[INFORMATION SUPPLIED]:
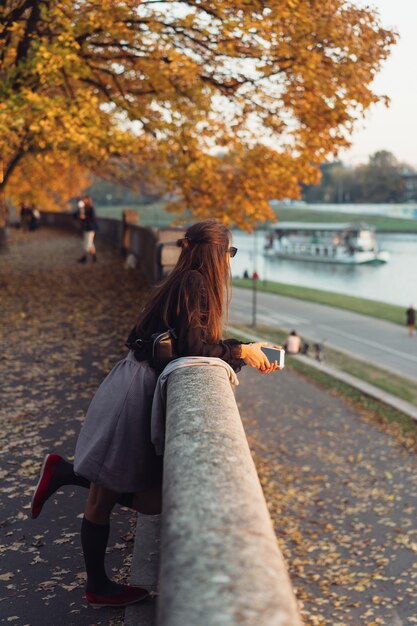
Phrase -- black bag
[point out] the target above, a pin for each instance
(161, 348)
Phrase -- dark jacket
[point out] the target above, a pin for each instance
(190, 340)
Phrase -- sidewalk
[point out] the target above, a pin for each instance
(367, 388)
(342, 491)
(63, 326)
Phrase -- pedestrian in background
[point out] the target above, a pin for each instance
(87, 216)
(411, 319)
(114, 455)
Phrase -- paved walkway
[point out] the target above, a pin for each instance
(382, 343)
(62, 327)
(342, 491)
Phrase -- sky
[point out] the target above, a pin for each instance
(395, 128)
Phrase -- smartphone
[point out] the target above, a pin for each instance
(274, 354)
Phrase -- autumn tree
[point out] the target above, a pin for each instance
(111, 85)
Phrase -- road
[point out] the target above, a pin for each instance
(378, 342)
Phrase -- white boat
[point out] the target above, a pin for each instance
(350, 244)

[WORK TO DO]:
Copy verbatim the lines of the listing from the one containing "Phrase -- white boat" through the end of the listing, inclusive.

[TASK RESULT]:
Phrase -- white boat
[point out] the target above, a pin for each instance
(350, 244)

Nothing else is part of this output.